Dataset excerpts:
-*-

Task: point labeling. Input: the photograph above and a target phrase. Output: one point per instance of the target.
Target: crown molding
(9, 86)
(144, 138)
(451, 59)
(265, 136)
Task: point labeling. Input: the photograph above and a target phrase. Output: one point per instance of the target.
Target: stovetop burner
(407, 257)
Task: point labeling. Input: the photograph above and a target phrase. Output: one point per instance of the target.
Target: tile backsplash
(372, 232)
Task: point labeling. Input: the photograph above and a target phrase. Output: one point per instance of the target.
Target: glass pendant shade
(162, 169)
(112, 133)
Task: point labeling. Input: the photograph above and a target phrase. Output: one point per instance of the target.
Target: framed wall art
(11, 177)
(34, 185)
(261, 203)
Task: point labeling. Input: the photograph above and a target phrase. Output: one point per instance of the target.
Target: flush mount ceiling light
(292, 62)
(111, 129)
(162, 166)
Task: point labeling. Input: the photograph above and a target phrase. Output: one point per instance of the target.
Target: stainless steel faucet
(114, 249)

-*-

EXERCISE DESCRIPTION
Every record above is to be written out exactly.

SOLUTION
Task: point labeling. Input: the photograph above and a target phrase. Output: one point per instance of the target.
Target: crown molding
(9, 86)
(144, 138)
(451, 59)
(265, 136)
Task: point labeling. Input: the photograph above and a target phrase. Output: one point per instance of the target.
Target: stovetop burner
(407, 257)
Task: point labeling. Input: the photograph above and a target phrase. Output: one point per instance of the target.
Target: tile backsplash
(372, 232)
Task: point labeling. Input: the photograph above and a target phrase. Output: one point per instance of the target.
Target: glass pendant shade
(162, 169)
(112, 133)
Task: point labeling. Input: the photograph above and a target phrase. Output: one point per instance of the target.
Target: framed wall art
(11, 177)
(34, 185)
(261, 203)
Task: point labeling. Input: the photograph above and a target phrase. Output: one point per instance of the target.
Target: flush mount ceiling light
(292, 62)
(111, 129)
(162, 166)
Task: point labeling. Input: the photograph above and a target phrase. Output: one point per instance of the target.
Target: stainless steel faucet
(114, 249)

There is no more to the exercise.